### DATASET RECORDS
------------------------------------------------

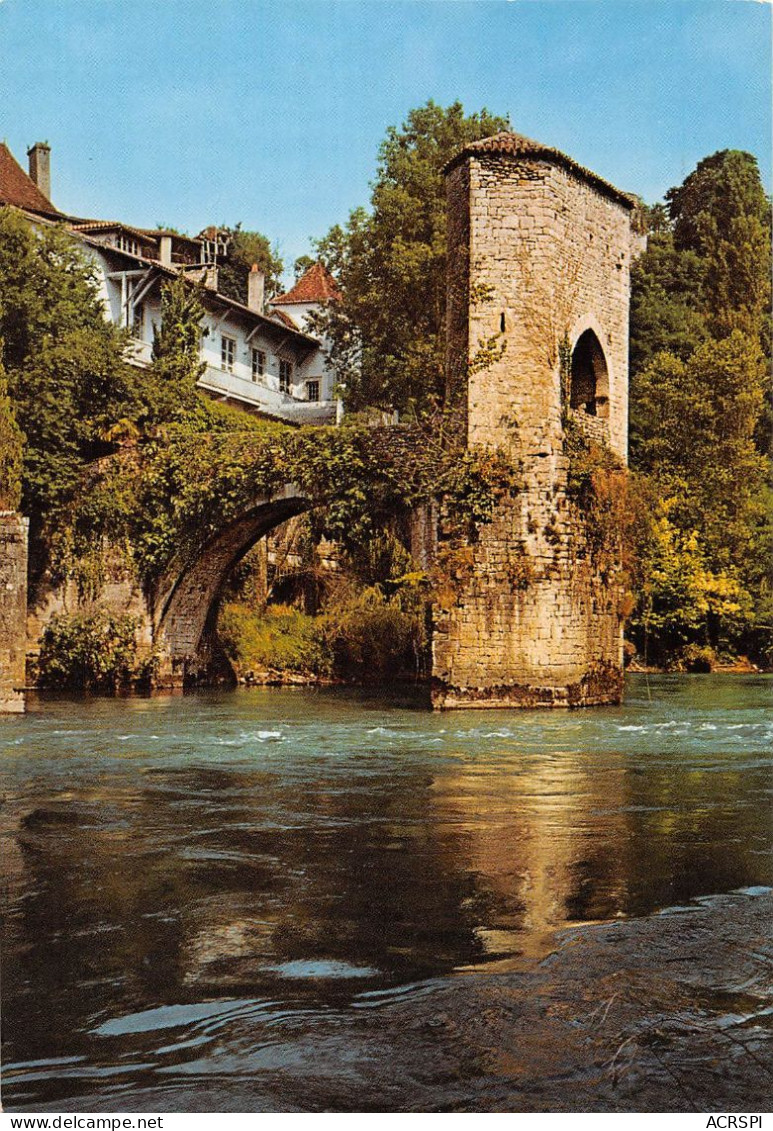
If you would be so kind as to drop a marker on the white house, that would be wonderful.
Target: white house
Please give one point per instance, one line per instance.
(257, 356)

------------------------------------------------

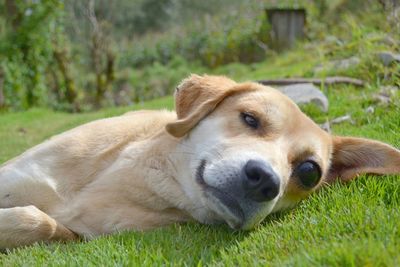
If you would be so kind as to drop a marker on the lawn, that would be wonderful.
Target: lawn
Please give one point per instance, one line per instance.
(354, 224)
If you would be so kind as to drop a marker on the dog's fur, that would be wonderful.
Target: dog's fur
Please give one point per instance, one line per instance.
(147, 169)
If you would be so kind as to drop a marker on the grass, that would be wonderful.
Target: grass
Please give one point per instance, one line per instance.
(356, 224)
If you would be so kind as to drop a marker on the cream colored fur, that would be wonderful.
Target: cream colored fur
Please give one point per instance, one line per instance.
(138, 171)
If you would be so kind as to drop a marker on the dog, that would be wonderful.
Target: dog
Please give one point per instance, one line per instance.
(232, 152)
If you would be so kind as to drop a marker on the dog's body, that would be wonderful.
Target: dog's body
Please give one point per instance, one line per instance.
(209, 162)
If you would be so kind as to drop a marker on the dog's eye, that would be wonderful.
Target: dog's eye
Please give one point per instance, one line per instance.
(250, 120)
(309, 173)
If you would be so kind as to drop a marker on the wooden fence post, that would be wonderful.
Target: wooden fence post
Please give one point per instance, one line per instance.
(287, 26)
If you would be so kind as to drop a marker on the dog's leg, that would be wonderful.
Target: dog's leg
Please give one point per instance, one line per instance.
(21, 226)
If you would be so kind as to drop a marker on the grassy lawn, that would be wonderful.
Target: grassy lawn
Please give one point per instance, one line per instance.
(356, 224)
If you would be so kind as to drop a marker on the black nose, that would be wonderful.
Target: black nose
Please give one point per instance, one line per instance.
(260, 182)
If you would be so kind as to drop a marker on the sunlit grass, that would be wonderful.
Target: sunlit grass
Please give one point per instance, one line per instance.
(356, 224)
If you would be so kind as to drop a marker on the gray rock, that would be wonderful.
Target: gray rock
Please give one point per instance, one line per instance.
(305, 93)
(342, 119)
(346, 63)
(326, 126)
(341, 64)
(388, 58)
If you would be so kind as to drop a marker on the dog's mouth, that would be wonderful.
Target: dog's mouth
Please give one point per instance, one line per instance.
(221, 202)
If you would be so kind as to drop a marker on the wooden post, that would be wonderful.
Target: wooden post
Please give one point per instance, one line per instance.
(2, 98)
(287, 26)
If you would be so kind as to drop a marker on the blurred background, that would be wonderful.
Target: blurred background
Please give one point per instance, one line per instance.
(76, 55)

------------------------------------------------

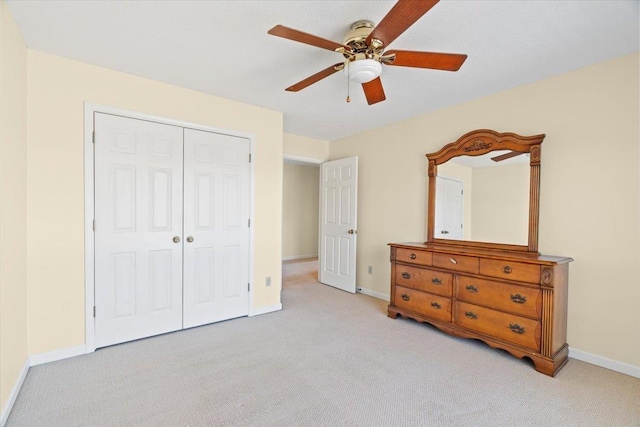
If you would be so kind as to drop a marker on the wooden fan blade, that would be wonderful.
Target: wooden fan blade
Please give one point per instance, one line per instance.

------------------------------------------------

### EXERCISE OBJECTIVE
Select every line in the records above that contains the word "blurred", and copy each one unchanged.

### FINISHED TASK
If you would be so kind as to drop a marker on the blurred background, that would be wonderful.
Target: blurred background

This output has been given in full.